───── ROWS ─────

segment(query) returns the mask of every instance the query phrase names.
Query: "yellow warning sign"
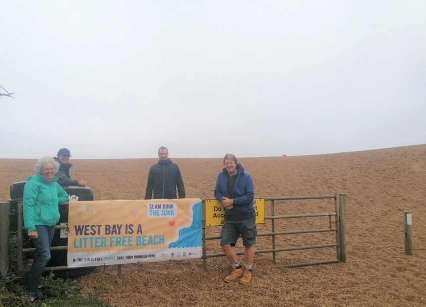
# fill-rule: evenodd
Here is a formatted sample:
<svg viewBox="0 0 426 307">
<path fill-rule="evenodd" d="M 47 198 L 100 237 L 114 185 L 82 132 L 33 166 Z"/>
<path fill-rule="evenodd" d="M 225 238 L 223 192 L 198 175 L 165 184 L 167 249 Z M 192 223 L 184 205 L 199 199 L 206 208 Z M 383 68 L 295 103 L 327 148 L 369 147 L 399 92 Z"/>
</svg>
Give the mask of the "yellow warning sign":
<svg viewBox="0 0 426 307">
<path fill-rule="evenodd" d="M 265 224 L 265 199 L 255 198 L 253 200 L 256 224 Z M 221 226 L 225 219 L 223 205 L 217 200 L 206 200 L 206 226 Z"/>
</svg>

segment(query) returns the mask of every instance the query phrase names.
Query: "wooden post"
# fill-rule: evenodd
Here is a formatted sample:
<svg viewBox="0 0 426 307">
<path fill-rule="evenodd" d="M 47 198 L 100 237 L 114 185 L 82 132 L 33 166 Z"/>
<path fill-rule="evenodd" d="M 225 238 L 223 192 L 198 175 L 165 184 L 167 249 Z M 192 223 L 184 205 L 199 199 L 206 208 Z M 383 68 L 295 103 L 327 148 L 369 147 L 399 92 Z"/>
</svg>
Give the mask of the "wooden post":
<svg viewBox="0 0 426 307">
<path fill-rule="evenodd" d="M 118 277 L 121 277 L 121 264 L 118 264 L 118 265 L 117 273 L 117 275 L 118 275 Z"/>
<path fill-rule="evenodd" d="M 270 201 L 270 211 L 271 211 L 271 215 L 272 217 L 275 216 L 275 204 L 274 203 L 273 200 Z M 275 219 L 273 218 L 271 223 L 271 227 L 272 233 L 273 233 L 275 232 Z M 275 250 L 275 235 L 272 235 L 272 249 Z M 273 263 L 276 263 L 276 259 L 275 258 L 275 252 L 272 252 L 272 262 Z"/>
<path fill-rule="evenodd" d="M 22 258 L 22 227 L 24 227 L 24 216 L 22 214 L 22 202 L 18 202 L 18 217 L 17 221 L 16 237 L 17 240 L 17 266 L 18 272 L 20 272 L 24 268 L 24 260 Z"/>
<path fill-rule="evenodd" d="M 346 262 L 346 195 L 339 194 L 339 259 Z"/>
<path fill-rule="evenodd" d="M 207 258 L 206 257 L 207 254 L 206 245 L 206 200 L 201 200 L 201 244 L 202 246 L 202 256 L 203 258 L 203 269 L 207 270 Z"/>
<path fill-rule="evenodd" d="M 404 230 L 405 232 L 405 255 L 413 255 L 413 241 L 411 239 L 412 215 L 409 211 L 404 211 Z"/>
<path fill-rule="evenodd" d="M 334 196 L 334 212 L 336 213 L 336 215 L 334 216 L 334 224 L 336 225 L 336 243 L 337 244 L 336 248 L 336 258 L 339 260 L 339 262 L 340 262 L 340 252 L 339 251 L 339 238 L 340 238 L 340 233 L 339 230 L 339 207 L 338 205 L 339 196 L 336 194 Z"/>
<path fill-rule="evenodd" d="M 9 212 L 10 204 L 0 203 L 0 276 L 5 277 L 9 269 Z"/>
</svg>

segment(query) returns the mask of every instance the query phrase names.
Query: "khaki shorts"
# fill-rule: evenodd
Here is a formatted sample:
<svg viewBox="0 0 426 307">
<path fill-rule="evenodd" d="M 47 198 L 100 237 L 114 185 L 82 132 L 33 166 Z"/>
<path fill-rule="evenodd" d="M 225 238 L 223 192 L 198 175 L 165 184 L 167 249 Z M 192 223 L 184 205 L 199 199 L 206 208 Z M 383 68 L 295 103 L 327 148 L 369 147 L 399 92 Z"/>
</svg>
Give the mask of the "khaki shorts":
<svg viewBox="0 0 426 307">
<path fill-rule="evenodd" d="M 250 217 L 240 221 L 225 220 L 225 224 L 220 231 L 220 245 L 230 244 L 235 246 L 237 240 L 241 235 L 243 238 L 243 245 L 246 247 L 256 244 L 258 230 L 256 227 L 256 217 Z"/>
</svg>

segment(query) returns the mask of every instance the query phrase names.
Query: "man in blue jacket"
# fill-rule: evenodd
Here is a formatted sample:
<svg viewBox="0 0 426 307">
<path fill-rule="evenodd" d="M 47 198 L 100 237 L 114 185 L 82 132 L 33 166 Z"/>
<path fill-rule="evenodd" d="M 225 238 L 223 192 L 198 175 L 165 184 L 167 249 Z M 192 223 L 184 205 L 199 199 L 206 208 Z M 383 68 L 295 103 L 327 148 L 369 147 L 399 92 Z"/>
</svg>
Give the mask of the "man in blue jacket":
<svg viewBox="0 0 426 307">
<path fill-rule="evenodd" d="M 222 203 L 224 208 L 225 223 L 220 232 L 220 246 L 233 269 L 232 273 L 225 277 L 225 281 L 238 281 L 247 284 L 252 280 L 257 235 L 253 181 L 233 154 L 225 155 L 223 165 L 225 168 L 217 176 L 214 197 Z M 232 248 L 240 235 L 244 246 L 244 268 Z"/>
<path fill-rule="evenodd" d="M 159 149 L 159 162 L 150 169 L 145 199 L 174 199 L 177 198 L 176 189 L 179 193 L 179 198 L 185 198 L 185 187 L 183 180 L 177 164 L 168 158 L 168 151 L 164 146 Z"/>
</svg>

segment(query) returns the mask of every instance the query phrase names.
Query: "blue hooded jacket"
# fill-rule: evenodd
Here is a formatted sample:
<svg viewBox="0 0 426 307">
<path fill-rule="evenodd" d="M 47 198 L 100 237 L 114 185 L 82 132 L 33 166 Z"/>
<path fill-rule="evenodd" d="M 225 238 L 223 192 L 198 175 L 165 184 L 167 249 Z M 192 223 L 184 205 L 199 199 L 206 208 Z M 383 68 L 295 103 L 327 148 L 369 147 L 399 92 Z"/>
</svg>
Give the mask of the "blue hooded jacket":
<svg viewBox="0 0 426 307">
<path fill-rule="evenodd" d="M 248 173 L 244 172 L 244 168 L 239 163 L 237 164 L 238 171 L 235 185 L 232 195 L 228 193 L 228 172 L 226 168 L 217 175 L 216 186 L 214 187 L 214 197 L 221 201 L 223 197 L 234 200 L 234 207 L 230 209 L 225 209 L 225 215 L 239 214 L 255 211 L 253 206 L 253 198 L 255 197 L 253 181 Z"/>
</svg>

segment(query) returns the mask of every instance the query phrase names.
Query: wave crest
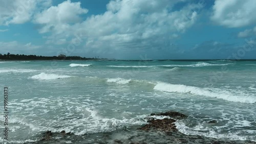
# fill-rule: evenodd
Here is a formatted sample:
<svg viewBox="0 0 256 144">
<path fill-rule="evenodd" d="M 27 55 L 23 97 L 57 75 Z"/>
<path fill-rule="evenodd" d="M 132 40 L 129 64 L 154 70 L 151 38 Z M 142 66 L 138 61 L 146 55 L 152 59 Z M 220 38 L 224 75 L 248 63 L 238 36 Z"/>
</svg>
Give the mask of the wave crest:
<svg viewBox="0 0 256 144">
<path fill-rule="evenodd" d="M 170 92 L 190 93 L 193 94 L 222 99 L 233 102 L 244 103 L 255 103 L 256 98 L 244 94 L 242 97 L 235 95 L 229 91 L 226 91 L 216 88 L 211 88 L 211 90 L 195 86 L 184 85 L 172 84 L 163 82 L 158 82 L 154 89 Z"/>
<path fill-rule="evenodd" d="M 69 65 L 69 66 L 71 67 L 76 67 L 76 66 L 91 66 L 91 64 L 76 64 L 76 63 L 71 63 L 71 64 Z"/>
<path fill-rule="evenodd" d="M 46 74 L 42 73 L 39 75 L 36 75 L 31 77 L 32 79 L 38 79 L 40 80 L 56 80 L 63 78 L 71 78 L 69 76 L 60 76 L 55 74 Z"/>
</svg>

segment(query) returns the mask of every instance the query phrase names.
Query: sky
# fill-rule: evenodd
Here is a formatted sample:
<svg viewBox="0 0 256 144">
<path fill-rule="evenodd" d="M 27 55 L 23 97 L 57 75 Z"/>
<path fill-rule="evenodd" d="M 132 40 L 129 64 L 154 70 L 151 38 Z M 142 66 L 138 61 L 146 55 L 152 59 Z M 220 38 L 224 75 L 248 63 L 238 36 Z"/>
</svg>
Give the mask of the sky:
<svg viewBox="0 0 256 144">
<path fill-rule="evenodd" d="M 0 0 L 0 54 L 256 59 L 254 0 Z"/>
</svg>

─────

» **TASK OBJECTIVE**
Report each line of the items that contains the string "blue". Only matches in the same case count.

» **SOLUTION FOR THIS PROBLEM**
Query: "man in blue jacket"
Give the mask of the "man in blue jacket":
Query: "blue hooded jacket"
Give the mask of the "blue hooded jacket":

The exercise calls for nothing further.